▸ **STATED TASK**: Arrange every row below as a Markdown table with the columns Row and Text, giving each row its number and leaving out blank lines and the pictures.

▸ **MATERIAL FOR THIS EXERCISE**:
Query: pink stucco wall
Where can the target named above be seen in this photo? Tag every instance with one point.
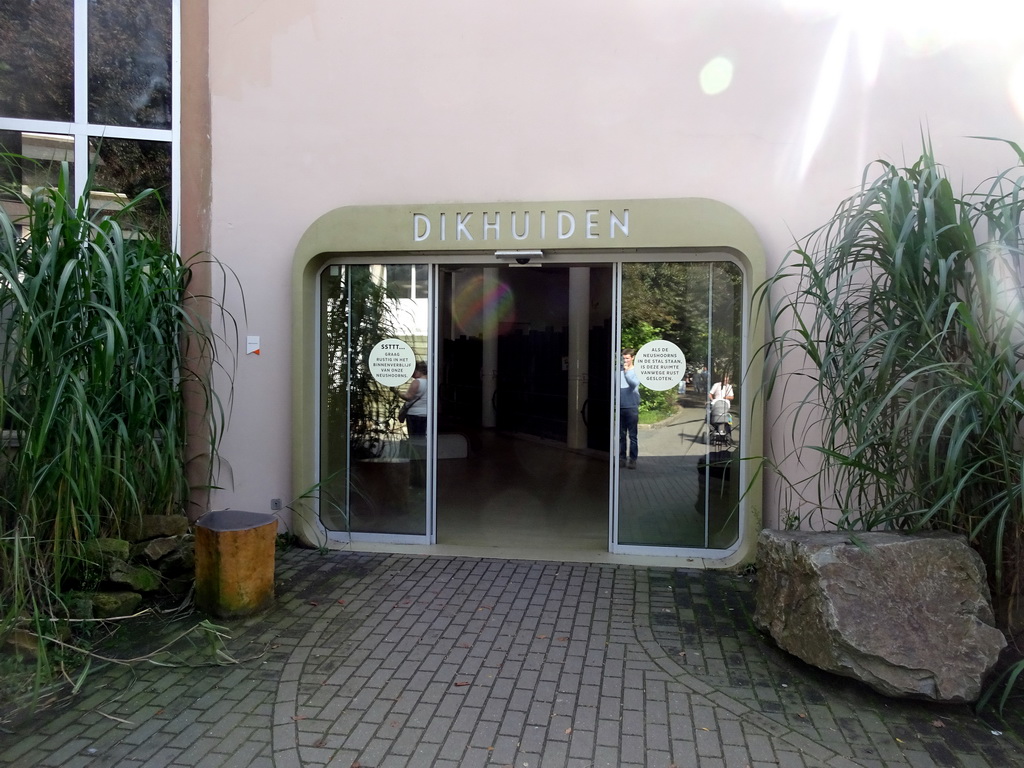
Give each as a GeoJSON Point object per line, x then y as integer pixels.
{"type": "Point", "coordinates": [322, 103]}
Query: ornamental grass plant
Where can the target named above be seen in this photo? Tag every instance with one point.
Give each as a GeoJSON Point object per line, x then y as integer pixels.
{"type": "Point", "coordinates": [99, 338]}
{"type": "Point", "coordinates": [898, 336]}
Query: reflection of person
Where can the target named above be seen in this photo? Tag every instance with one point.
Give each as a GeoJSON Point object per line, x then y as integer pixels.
{"type": "Point", "coordinates": [721, 389]}
{"type": "Point", "coordinates": [417, 395]}
{"type": "Point", "coordinates": [720, 417]}
{"type": "Point", "coordinates": [701, 380]}
{"type": "Point", "coordinates": [629, 411]}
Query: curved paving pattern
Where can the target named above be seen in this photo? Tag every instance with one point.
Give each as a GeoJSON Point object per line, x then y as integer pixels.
{"type": "Point", "coordinates": [397, 660]}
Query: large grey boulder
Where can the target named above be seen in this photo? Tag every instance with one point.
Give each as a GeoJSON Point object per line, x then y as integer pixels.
{"type": "Point", "coordinates": [909, 615]}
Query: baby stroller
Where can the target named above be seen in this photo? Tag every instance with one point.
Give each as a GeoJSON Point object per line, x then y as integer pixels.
{"type": "Point", "coordinates": [720, 424]}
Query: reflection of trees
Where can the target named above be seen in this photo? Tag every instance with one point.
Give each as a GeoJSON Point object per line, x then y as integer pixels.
{"type": "Point", "coordinates": [671, 301]}
{"type": "Point", "coordinates": [36, 59]}
{"type": "Point", "coordinates": [129, 85]}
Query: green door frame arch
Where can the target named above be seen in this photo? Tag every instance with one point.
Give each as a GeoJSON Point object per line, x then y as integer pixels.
{"type": "Point", "coordinates": [691, 224]}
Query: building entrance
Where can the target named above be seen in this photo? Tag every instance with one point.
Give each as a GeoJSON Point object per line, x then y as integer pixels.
{"type": "Point", "coordinates": [515, 446]}
{"type": "Point", "coordinates": [523, 406]}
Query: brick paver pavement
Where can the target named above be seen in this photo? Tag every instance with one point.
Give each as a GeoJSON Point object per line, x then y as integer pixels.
{"type": "Point", "coordinates": [390, 660]}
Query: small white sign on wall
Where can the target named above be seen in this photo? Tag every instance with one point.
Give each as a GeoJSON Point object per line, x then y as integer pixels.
{"type": "Point", "coordinates": [391, 363]}
{"type": "Point", "coordinates": [659, 365]}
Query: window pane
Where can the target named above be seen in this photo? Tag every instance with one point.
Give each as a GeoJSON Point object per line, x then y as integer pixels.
{"type": "Point", "coordinates": [683, 489]}
{"type": "Point", "coordinates": [124, 169]}
{"type": "Point", "coordinates": [130, 62]}
{"type": "Point", "coordinates": [373, 465]}
{"type": "Point", "coordinates": [31, 161]}
{"type": "Point", "coordinates": [36, 59]}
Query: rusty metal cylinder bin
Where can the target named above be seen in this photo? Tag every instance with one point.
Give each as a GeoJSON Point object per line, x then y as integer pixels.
{"type": "Point", "coordinates": [235, 562]}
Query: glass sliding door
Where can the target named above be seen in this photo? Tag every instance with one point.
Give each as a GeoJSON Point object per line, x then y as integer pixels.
{"type": "Point", "coordinates": [373, 458]}
{"type": "Point", "coordinates": [683, 489]}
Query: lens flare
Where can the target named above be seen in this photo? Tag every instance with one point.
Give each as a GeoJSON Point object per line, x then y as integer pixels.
{"type": "Point", "coordinates": [480, 306]}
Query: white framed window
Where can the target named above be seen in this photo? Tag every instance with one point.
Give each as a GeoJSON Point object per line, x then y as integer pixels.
{"type": "Point", "coordinates": [93, 84]}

▸ **OUTPUT FOR THIS TASK**:
| Row | Text |
|---|---|
| 1 | Query: pink stucco wall |
| 2 | Where can the target named above be seen in this photo? Tag every instance with one point. |
| 3 | Give each as a GeoJSON Point object per line, x then y as integer pixels. |
| 4 | {"type": "Point", "coordinates": [322, 103]} |
| 5 | Query: ornamental grass plant |
| 6 | Where can the target named above be seen in this photo? Tag every instance with one point. |
| 7 | Give each as a GeoJSON Point object per line, x then y as integer pixels. |
| 8 | {"type": "Point", "coordinates": [99, 338]} |
| 9 | {"type": "Point", "coordinates": [898, 336]} |
| 10 | Query: reflection of person |
| 11 | Where can the target named above be seen in this photo? Tag every instance with one point. |
| 12 | Give each as a GeoJSON Point object per line, x then y as integer pixels. |
| 13 | {"type": "Point", "coordinates": [721, 389]} |
| 14 | {"type": "Point", "coordinates": [417, 395]} |
| 15 | {"type": "Point", "coordinates": [720, 417]} |
| 16 | {"type": "Point", "coordinates": [701, 380]} |
| 17 | {"type": "Point", "coordinates": [629, 411]} |
| 18 | Query: curved paving pattern |
| 19 | Where can the target named above be seen in this photo? Tag every instance with one point. |
| 20 | Give each as a GeoJSON Point object per line, x then y as integer pixels. |
| 21 | {"type": "Point", "coordinates": [397, 660]} |
| 22 | Query: large grey boulder |
| 23 | Where can the target named above be seen in this photo? Tag every instance with one point. |
| 24 | Give each as a GeoJSON Point object per line, x then y as integer pixels. |
| 25 | {"type": "Point", "coordinates": [909, 615]} |
| 26 | Query: baby stroller |
| 27 | Where can the target named above be seen in this photo? Tag every instance with one point. |
| 28 | Give each as a GeoJSON Point object per line, x then y as integer pixels. |
| 29 | {"type": "Point", "coordinates": [720, 424]} |
| 30 | Query: reflection of trees |
| 31 | Where can the target named above be seen in this photo? Tag every instance with one point. |
| 32 | Give each as a GeoJSON Point object per line, x then y as integer pixels. |
| 33 | {"type": "Point", "coordinates": [671, 301]} |
| 34 | {"type": "Point", "coordinates": [36, 59]} |
| 35 | {"type": "Point", "coordinates": [129, 85]} |
| 36 | Query: green door frame arch |
| 37 | Where can the target named above be seen in this photo? Tag every instance with one point. |
| 38 | Give each as a GeoJSON Point object per line, x then y as integer pixels. |
| 39 | {"type": "Point", "coordinates": [691, 224]} |
| 40 | Query: building entrance |
| 41 | Where can the target named above be seen in this photo? Tag every instance with one point. |
| 42 | Give each as a GeoJSON Point object per line, x then y as integer pixels. |
| 43 | {"type": "Point", "coordinates": [515, 446]} |
| 44 | {"type": "Point", "coordinates": [523, 406]} |
| 45 | Query: brick paver pavement |
| 46 | Where can the target named above be seen in this photo? Tag every instance with one point. |
| 47 | Give each as a GeoJSON Point object per line, x then y as integer pixels. |
| 48 | {"type": "Point", "coordinates": [390, 660]} |
| 49 | Query: small white sign on wall |
| 50 | Where can the target named above be seen in this photo? Tag every instance with one point. |
| 51 | Give each as a GeoJSON Point object per line, x then y as integer pixels. |
| 52 | {"type": "Point", "coordinates": [391, 363]} |
| 53 | {"type": "Point", "coordinates": [659, 365]} |
| 54 | Query: window pane |
| 55 | Where can the target named above be seen in this photo? Tag every instance with one point. |
| 56 | Give each as a GeoJSON Point object per line, x then y as integer pixels. |
| 57 | {"type": "Point", "coordinates": [683, 489]} |
| 58 | {"type": "Point", "coordinates": [124, 169]} |
| 59 | {"type": "Point", "coordinates": [130, 62]} |
| 60 | {"type": "Point", "coordinates": [373, 465]} |
| 61 | {"type": "Point", "coordinates": [31, 161]} |
| 62 | {"type": "Point", "coordinates": [36, 59]} |
| 63 | Query: rusty metal cylinder bin |
| 64 | Where can the target named above be seen in this photo? Tag every instance with one point. |
| 65 | Give each as a GeoJSON Point object per line, x then y as integer pixels. |
| 66 | {"type": "Point", "coordinates": [235, 562]} |
| 67 | Query: glass sliding door |
| 68 | Where can the target named above be seen in this photo? Tag every instance with one point. |
| 69 | Give each as a GeoJSON Point object per line, x then y as integer pixels. |
| 70 | {"type": "Point", "coordinates": [373, 458]} |
| 71 | {"type": "Point", "coordinates": [683, 489]} |
| 72 | Query: lens flare |
| 73 | Where can the target named above be seen in this photo? Tag every instance with one point. |
| 74 | Give each as a GeoJSON Point object per line, x then y as integer pixels. |
| 75 | {"type": "Point", "coordinates": [480, 306]} |
| 76 | Query: white framed window |
| 77 | Where can the target named above be seen in this photo? Tag every instance with one point. |
| 78 | Give each as a GeoJSON Point object per line, x then y as integer pixels. |
| 79 | {"type": "Point", "coordinates": [93, 84]} |